• [What to produce]: Put the lines of all the rows below into a numbered list, skipping blank lines and leaving the pictures out.

• [Information supplied]:

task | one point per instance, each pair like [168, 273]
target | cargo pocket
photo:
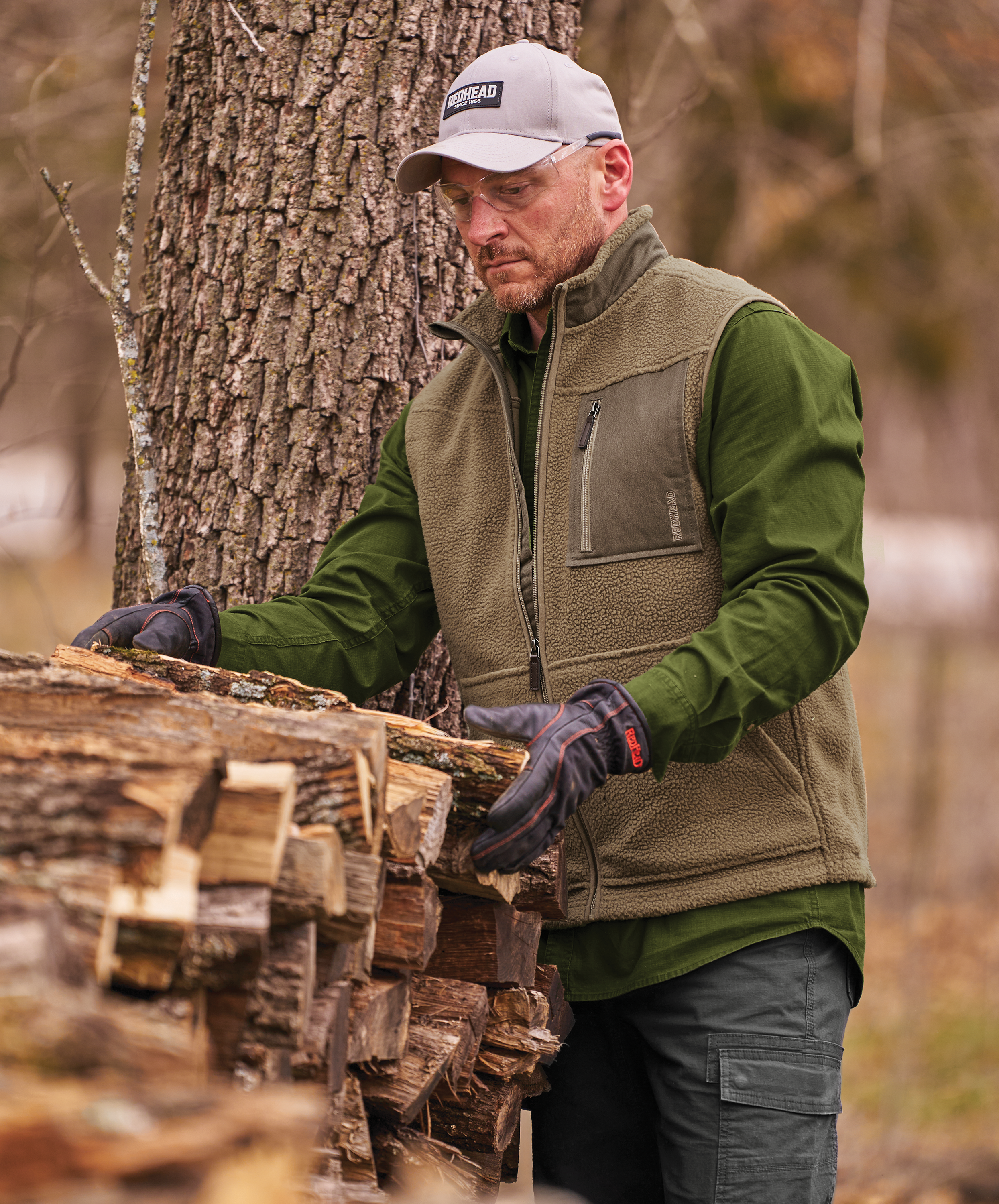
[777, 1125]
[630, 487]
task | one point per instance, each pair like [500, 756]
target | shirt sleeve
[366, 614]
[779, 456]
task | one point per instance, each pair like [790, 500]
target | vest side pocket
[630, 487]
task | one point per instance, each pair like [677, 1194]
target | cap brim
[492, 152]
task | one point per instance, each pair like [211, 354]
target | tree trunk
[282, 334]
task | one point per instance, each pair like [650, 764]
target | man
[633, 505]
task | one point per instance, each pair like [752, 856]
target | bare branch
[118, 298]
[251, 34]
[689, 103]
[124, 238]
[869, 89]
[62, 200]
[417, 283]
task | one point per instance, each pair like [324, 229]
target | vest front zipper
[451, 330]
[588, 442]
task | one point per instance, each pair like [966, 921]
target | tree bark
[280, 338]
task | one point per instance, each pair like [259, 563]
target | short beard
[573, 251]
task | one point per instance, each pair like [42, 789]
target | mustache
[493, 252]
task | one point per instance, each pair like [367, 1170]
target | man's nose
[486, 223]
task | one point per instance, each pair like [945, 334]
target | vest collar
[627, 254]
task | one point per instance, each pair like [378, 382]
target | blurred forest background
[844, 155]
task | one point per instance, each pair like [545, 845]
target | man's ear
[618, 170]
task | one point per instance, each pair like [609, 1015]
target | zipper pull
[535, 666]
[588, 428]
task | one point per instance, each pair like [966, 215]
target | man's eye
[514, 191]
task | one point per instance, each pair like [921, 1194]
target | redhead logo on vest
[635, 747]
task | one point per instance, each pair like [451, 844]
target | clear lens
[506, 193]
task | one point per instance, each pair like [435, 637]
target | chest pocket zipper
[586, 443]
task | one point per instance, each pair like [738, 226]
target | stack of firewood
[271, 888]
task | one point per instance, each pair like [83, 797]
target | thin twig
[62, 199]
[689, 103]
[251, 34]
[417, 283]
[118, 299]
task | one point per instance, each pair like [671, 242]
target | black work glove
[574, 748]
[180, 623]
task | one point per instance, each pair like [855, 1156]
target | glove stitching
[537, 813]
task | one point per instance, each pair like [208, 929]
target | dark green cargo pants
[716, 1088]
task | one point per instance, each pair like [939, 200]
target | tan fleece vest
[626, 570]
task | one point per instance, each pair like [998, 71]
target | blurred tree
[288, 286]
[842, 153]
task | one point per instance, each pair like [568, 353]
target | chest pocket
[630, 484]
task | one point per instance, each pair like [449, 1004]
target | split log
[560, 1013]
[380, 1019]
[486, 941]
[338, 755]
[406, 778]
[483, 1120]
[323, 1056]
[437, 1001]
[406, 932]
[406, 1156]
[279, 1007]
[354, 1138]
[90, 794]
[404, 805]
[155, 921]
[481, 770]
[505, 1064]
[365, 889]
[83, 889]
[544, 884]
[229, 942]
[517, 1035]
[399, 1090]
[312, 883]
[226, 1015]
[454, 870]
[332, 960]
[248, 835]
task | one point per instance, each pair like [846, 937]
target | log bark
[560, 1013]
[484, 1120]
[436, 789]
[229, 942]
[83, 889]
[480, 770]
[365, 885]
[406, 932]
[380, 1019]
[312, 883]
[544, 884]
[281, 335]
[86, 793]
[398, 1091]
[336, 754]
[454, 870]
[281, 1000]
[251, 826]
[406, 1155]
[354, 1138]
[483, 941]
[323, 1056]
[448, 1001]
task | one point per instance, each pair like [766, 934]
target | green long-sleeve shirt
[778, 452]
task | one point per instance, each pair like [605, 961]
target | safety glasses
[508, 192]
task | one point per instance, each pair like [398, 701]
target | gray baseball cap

• [Solution for this exercise]:
1. task | one point per instance, each pair like [168, 273]
2. target | cargo pocket
3. photo:
4. [777, 1125]
5. [630, 487]
6. task | one point per instance, each pair like [500, 756]
7. target | shirt sleeve
8. [366, 614]
9. [779, 456]
10. task | one point per instance, each pair like [790, 500]
11. target | vest side pocket
12. [630, 487]
13. task | one point per instance, each pair like [677, 1194]
14. target | cap brim
15. [492, 152]
16. task | one point per instance, each pair like [211, 354]
17. target | tree trunk
18. [282, 334]
19. task | one point per instance, each pair like [650, 764]
20. target | man
21. [633, 505]
22. task | one point per instance, each pair like [752, 856]
23. target | bare branch
24. [118, 298]
25. [251, 34]
26. [689, 103]
27. [124, 238]
28. [869, 89]
29. [62, 200]
30. [417, 283]
31. task | one point per instance, each pair like [324, 229]
32. target | vest front zipper
33. [451, 330]
34. [588, 442]
35. task | one point per instance, each pair like [966, 921]
36. target | tree bark
37. [280, 338]
38. task | one point per instance, each pair like [259, 563]
39. target | short beard
40. [573, 251]
41. task | one point per instance, each pair like [42, 789]
42. target | mustache
43. [493, 252]
44. task | one point per instance, each pair like [367, 1170]
45. target | man's nose
46. [486, 223]
47. task | one point per instance, each pair like [945, 334]
48. target | vest collar
49. [627, 254]
50. task | one point per instance, each pair like [378, 382]
51. target | blurred forest background
52. [844, 155]
53. task | one point per instance, each pair like [545, 845]
54. target | man's ear
55. [618, 170]
56. task | one point per instance, each pair like [609, 1015]
57. target | zipper pull
58. [535, 666]
59. [588, 428]
60. task | one point per instance, each pair like [966, 215]
61. target | man's eye
62. [514, 191]
63. task | one point per instance, each pair like [921, 1194]
64. target | redhead logo on vest
65. [635, 747]
66. task | one point per instance, each pair like [451, 844]
67. target | clear lens
68. [506, 193]
69. task | one point per instance, each pair like [435, 637]
70. target | chest pocket zipper
71. [586, 443]
72. task | one point per instance, each pair like [738, 226]
73. target | stack of firewood
74. [271, 888]
75. task | one point per instance, each pair like [83, 797]
76. target | thin twig
77. [62, 199]
78. [689, 103]
79. [251, 34]
80. [417, 283]
81. [118, 299]
82. task | one point per instance, each pair like [671, 242]
83. target | black work glove
84. [574, 748]
85. [180, 623]
86. task | one point per instance, each pair like [855, 1156]
87. target | glove stitching
88. [537, 813]
89. task | one point per instance, each pair like [208, 929]
90. target | dark green cargo pants
91. [716, 1088]
92. task | one point per instance, each pair like [939, 200]
93. target | tan fleece vest
94. [626, 570]
95. task | one point per instance, each pair like [998, 71]
96. target | blurred tree
97. [288, 286]
98. [842, 153]
99. task | one point per instance, each pair like [568, 353]
100. target | chest pocket
101. [630, 484]
102. task | one point per instance, each pair like [449, 1004]
103. target | split log
104. [560, 1013]
105. [380, 1019]
106. [486, 941]
107. [338, 755]
108. [406, 778]
109. [483, 1120]
110. [323, 1056]
111. [437, 1001]
112. [406, 932]
113. [406, 1156]
114. [279, 1007]
115. [354, 1138]
116. [90, 794]
117. [404, 805]
118. [155, 921]
119. [481, 770]
120. [505, 1064]
121. [365, 889]
122. [83, 889]
123. [544, 884]
124. [229, 942]
125. [517, 1035]
126. [399, 1090]
127. [312, 883]
128. [226, 1015]
129. [454, 870]
130. [332, 960]
131. [248, 835]
132. task | one point per instance, each pair like [846, 937]
133. target | log bark
134. [560, 1013]
135. [484, 1120]
136. [436, 789]
137. [229, 942]
138. [83, 889]
139. [480, 770]
140. [365, 885]
141. [406, 932]
142. [380, 1019]
143. [312, 883]
144. [544, 884]
145. [281, 335]
146. [86, 793]
147. [398, 1091]
148. [336, 754]
149. [454, 870]
150. [281, 1000]
151. [251, 826]
152. [406, 1155]
153. [354, 1138]
154. [483, 941]
155. [323, 1056]
156. [448, 1001]
157. task | one point per instance, each pair like [766, 934]
158. target | green long-sleeve shirt
159. [778, 452]
160. task | one point per instance, each pair like [605, 961]
161. target | safety glasses
162. [508, 192]
163. task | one point per instance, each pair like [398, 701]
164. target | gray baseball cap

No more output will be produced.